▶ **Source document**:
-*-

Dealing with ageing



Developing countries will become older before they become rich while industrialized countries became rich before they were growing old” WHO
The world is ageing. According to the WHO, there are some 600 million people aged 60 and over worldwide; this is expected to double by 2025 and up to two billion by 2050. Most of the older people will be living in developing countries. However, the question is, are the developing countries prepared to confront the challenges of rapidly ageing societies?
 With ageing, population comes a declining dependency ratio (the number of working people becomes less than the non-working people), consequently, there is an increasing tendency for the ageing to increase their working lifetime.
However, we must consider the pressure and risk that comes with ageing. According to WHO, ageing comes with at least one chronic disease, such as hypertension, diabetes, and osteo-muscular conditions? Despite the risk of old age; we have seen older people trying to increase their working age.

-*-

▶ **Extracted records**:
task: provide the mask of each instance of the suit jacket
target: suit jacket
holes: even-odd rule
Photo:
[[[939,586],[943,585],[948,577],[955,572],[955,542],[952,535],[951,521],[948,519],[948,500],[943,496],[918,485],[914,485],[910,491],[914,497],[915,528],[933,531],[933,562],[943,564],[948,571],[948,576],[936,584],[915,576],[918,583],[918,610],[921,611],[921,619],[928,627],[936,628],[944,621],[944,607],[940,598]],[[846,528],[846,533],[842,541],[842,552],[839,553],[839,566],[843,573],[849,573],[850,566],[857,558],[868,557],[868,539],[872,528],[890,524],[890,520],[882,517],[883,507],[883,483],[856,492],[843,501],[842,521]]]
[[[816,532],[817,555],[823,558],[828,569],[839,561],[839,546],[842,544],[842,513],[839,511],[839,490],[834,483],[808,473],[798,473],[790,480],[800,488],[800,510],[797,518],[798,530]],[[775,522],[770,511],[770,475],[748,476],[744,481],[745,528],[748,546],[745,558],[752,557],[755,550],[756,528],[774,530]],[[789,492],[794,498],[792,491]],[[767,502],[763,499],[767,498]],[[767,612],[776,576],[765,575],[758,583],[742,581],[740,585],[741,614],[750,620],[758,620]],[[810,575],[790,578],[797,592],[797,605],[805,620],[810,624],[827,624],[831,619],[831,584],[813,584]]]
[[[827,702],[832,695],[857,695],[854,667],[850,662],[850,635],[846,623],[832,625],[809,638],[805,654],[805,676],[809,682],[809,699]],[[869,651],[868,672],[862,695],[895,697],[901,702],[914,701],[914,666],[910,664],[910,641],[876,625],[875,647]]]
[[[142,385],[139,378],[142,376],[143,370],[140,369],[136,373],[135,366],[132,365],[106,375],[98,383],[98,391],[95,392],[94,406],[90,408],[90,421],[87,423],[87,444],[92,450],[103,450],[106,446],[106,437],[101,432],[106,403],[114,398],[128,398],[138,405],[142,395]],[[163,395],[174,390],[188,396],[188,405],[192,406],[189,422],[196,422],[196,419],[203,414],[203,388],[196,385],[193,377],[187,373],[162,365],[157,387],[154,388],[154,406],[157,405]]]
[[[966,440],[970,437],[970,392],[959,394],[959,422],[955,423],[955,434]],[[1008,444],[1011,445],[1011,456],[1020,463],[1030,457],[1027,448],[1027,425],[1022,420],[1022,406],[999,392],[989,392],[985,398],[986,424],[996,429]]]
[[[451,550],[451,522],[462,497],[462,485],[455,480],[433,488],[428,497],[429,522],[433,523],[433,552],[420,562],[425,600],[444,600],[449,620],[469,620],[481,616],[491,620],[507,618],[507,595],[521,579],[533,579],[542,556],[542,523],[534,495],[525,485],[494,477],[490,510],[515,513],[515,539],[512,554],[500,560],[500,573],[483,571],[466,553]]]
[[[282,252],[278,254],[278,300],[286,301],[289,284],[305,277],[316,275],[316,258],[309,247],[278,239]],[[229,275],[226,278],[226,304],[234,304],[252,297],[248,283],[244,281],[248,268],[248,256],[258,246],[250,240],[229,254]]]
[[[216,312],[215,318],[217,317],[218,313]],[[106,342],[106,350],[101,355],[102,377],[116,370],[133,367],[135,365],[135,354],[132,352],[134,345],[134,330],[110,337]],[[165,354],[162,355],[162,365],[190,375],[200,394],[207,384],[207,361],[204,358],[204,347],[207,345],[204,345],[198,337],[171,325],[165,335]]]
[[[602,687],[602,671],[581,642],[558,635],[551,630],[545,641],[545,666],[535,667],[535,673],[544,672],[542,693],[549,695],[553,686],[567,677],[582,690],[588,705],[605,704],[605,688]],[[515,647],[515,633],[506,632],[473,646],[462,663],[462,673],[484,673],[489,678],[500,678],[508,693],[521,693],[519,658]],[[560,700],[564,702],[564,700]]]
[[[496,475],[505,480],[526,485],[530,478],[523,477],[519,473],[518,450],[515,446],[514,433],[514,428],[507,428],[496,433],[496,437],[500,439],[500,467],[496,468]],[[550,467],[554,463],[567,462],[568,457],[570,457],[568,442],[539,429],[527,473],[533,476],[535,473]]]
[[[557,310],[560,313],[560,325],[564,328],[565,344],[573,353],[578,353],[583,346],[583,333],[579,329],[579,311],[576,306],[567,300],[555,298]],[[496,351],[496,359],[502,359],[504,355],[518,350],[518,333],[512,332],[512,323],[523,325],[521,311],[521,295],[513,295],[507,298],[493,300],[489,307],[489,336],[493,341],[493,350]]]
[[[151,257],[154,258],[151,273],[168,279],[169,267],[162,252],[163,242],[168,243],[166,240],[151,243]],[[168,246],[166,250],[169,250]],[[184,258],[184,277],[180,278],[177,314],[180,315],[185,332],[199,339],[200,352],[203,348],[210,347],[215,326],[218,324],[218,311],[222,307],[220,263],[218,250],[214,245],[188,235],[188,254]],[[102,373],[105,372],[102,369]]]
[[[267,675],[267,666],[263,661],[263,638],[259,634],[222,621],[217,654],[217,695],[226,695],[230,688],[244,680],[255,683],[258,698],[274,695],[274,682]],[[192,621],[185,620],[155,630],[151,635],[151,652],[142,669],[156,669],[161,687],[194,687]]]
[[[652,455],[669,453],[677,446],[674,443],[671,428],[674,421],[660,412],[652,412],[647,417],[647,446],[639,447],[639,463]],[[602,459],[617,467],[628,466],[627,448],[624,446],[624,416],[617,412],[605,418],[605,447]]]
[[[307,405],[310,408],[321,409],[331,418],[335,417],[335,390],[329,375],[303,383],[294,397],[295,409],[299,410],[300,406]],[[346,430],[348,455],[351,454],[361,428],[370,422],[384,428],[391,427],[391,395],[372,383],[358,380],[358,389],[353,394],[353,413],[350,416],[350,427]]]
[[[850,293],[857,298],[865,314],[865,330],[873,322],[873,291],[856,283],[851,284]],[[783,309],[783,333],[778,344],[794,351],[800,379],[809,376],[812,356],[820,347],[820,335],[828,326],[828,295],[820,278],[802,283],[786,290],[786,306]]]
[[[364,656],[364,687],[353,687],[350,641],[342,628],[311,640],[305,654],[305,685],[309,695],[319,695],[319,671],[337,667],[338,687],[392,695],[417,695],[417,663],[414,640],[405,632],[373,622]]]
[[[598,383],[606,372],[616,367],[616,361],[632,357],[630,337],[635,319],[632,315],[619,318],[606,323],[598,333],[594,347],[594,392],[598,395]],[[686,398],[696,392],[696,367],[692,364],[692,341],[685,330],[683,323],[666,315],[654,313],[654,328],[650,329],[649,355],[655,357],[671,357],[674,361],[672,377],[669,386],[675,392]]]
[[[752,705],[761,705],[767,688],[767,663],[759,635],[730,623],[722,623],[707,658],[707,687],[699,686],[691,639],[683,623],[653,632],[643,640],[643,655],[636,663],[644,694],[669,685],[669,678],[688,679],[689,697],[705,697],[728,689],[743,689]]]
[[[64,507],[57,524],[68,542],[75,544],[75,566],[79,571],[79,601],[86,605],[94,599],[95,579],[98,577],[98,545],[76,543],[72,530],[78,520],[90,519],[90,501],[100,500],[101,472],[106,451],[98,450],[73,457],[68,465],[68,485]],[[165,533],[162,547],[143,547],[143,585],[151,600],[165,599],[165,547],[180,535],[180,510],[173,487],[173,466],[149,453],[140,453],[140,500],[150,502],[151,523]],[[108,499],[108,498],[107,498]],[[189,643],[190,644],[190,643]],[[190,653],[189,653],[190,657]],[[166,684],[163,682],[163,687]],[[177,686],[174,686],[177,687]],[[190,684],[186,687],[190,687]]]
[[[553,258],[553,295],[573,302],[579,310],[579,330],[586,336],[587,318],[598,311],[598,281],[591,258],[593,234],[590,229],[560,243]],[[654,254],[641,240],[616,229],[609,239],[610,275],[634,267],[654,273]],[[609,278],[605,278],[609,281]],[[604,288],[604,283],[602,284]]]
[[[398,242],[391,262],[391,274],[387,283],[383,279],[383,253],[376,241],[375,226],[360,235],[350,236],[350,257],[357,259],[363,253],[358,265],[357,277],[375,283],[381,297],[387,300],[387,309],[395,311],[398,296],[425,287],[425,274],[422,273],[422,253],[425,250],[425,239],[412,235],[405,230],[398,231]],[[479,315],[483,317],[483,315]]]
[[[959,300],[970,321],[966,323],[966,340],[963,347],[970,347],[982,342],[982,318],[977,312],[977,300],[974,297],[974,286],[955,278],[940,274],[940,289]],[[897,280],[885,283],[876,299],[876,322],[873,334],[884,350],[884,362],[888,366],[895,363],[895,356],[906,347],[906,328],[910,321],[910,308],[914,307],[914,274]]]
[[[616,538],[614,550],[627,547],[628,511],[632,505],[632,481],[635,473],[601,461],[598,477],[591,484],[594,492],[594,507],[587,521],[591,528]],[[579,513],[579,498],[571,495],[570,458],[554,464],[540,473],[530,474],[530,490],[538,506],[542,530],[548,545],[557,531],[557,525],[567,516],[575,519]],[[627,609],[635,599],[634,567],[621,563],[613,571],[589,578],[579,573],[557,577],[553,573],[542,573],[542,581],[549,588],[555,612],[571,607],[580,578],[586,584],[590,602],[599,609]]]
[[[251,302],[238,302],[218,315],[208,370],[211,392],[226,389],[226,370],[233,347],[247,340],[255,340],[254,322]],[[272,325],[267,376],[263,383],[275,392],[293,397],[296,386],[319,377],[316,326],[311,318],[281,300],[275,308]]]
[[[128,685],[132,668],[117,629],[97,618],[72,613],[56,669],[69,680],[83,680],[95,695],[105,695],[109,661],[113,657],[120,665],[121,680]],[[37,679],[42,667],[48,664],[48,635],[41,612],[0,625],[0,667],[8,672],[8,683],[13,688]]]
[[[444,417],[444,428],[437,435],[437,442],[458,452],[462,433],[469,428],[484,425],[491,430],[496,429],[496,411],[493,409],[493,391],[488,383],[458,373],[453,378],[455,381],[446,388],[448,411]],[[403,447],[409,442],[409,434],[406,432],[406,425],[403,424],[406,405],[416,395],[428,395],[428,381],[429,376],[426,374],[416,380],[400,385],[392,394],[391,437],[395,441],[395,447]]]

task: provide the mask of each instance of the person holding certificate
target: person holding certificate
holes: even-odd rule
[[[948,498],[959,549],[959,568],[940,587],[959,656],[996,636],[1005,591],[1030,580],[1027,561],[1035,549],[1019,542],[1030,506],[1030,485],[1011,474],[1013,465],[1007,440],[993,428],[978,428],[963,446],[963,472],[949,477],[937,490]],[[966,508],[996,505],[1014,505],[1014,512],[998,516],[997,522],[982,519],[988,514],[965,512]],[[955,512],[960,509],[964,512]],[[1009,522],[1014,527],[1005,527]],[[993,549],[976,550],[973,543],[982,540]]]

-*-

▶ **What this exercise asks**:
a) In the piece on ageing, condense the paragraph beginning "The world is ageing." into a short bulleted list that keeps its main facts.
b) Write what comes next in the piece on ageing, picking up after its final sentence.

▶ **Task answers**:
a)
- The WHO counts about 600 million people aged 60 and over worldwide.
- That number is expected to double by 2025 and reach up to two billion by 2050.
- Most older people will live in developing countries.
- It is an open question whether developing countries are prepared for the challenges of rapidly ageing societies.

b)
Persistent work related stress could lead to the development of both mental and physical illness such as anxiety, depression, and cardiovascular disease. Several large studies reports reveal that work related stress increases with age peaking at about 50 to 55yrs
In preparation for a good health during old age, it is best to start early. While the cure to some diseases are yet to be found, a great number can be prevented, forestalled, or minimized with a healthy lifestyle and regular health screenings. Start doing much while in your mid age.

Obesity and Metabolic Syndrome

Did you know that about 0.8% of adults aged 60 and older are overweight or obese? More than 40% of adults 60 and above have a combination of risk factors known as metabolic syndrome. Obesity can make you vulnerable to hypertension, diabetes and it is related to type 2 diabetes, gall bladder disease, breast and colon cancer et al. 
 Metabolic syndrome puts people at increased risk of developing diabetes, cardiovascular disease, and certain cancers.
WHAT TO WATCH OUT FOR
·   In men: waist measurement higher than 40 inches, HDL (“good” cholesterol) level is less than 40mg/dL
·         
·    In women: apple-shaped body with waist measurement higher than 35 inches. “Good” cholesterol (HDL) level 50 mg/Dl. HDL cholesterol is “good” cholesterol because it helps to remove bad (LDL) cholesterol from the arteries. LDL cholesterol is “bad” cholesterol because it contributes to plaque, a thick, hard deposit that can clog arteries make them less flexible. This can lead to heart attack or stroke.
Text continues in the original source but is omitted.